Coordinate annotation entries:

--- begin ---

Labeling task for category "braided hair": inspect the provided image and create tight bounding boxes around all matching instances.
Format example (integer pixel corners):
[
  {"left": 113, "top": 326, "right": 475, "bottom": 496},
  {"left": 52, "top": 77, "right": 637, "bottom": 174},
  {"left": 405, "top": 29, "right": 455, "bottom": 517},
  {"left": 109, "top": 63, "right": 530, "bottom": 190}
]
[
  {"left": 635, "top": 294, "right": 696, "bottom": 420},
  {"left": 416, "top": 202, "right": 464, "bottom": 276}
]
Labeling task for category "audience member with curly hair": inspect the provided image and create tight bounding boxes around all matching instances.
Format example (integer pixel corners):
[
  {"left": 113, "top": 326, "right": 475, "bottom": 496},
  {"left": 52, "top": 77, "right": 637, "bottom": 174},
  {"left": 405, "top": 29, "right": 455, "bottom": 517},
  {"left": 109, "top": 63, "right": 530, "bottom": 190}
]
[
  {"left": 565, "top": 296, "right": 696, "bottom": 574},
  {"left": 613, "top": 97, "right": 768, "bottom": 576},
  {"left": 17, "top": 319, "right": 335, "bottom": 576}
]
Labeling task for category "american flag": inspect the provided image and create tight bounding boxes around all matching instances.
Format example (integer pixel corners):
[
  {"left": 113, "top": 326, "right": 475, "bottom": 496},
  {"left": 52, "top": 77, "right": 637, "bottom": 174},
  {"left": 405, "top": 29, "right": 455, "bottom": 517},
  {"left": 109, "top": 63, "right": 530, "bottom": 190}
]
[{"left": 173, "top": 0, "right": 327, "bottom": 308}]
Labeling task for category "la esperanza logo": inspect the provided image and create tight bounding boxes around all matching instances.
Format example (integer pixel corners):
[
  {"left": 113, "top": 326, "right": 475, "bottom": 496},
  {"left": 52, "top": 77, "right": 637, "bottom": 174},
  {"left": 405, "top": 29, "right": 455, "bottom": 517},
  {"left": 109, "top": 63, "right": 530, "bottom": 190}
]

--- end ---

» **TASK OBJECTIVE**: Can you reproduce the material from the line with "member with curly" through the end, labeling requests included, offsetting every coordinate in the answers by 31?

» **OUTPUT BELOW**:
Labeling task for category "audience member with curly hair": inspect the provided image and create tight bounding boxes around all matching instances.
Format example (integer pixel corners):
[
  {"left": 113, "top": 326, "right": 475, "bottom": 496},
  {"left": 52, "top": 77, "right": 637, "bottom": 174},
  {"left": 405, "top": 29, "right": 455, "bottom": 517},
  {"left": 109, "top": 63, "right": 530, "bottom": 190}
]
[
  {"left": 596, "top": 327, "right": 727, "bottom": 605},
  {"left": 644, "top": 128, "right": 799, "bottom": 607},
  {"left": 48, "top": 350, "right": 366, "bottom": 607}
]
Labeling task for category "american flag": inspect the provided image and create tight bounding boxes around all matching instances.
Format example (integer pixel corners):
[
  {"left": 113, "top": 326, "right": 475, "bottom": 496},
  {"left": 52, "top": 77, "right": 637, "bottom": 174},
  {"left": 405, "top": 29, "right": 455, "bottom": 517},
  {"left": 109, "top": 63, "right": 530, "bottom": 190}
]
[{"left": 204, "top": 31, "right": 358, "bottom": 339}]
Labeling task for category "la esperanza logo": inspect the provided image and create tight bounding boxes around all matching instances.
Format example (integer pixel corners):
[
  {"left": 113, "top": 326, "right": 475, "bottom": 496},
  {"left": 52, "top": 77, "right": 637, "bottom": 174},
  {"left": 405, "top": 29, "right": 455, "bottom": 517},
  {"left": 109, "top": 63, "right": 530, "bottom": 190}
]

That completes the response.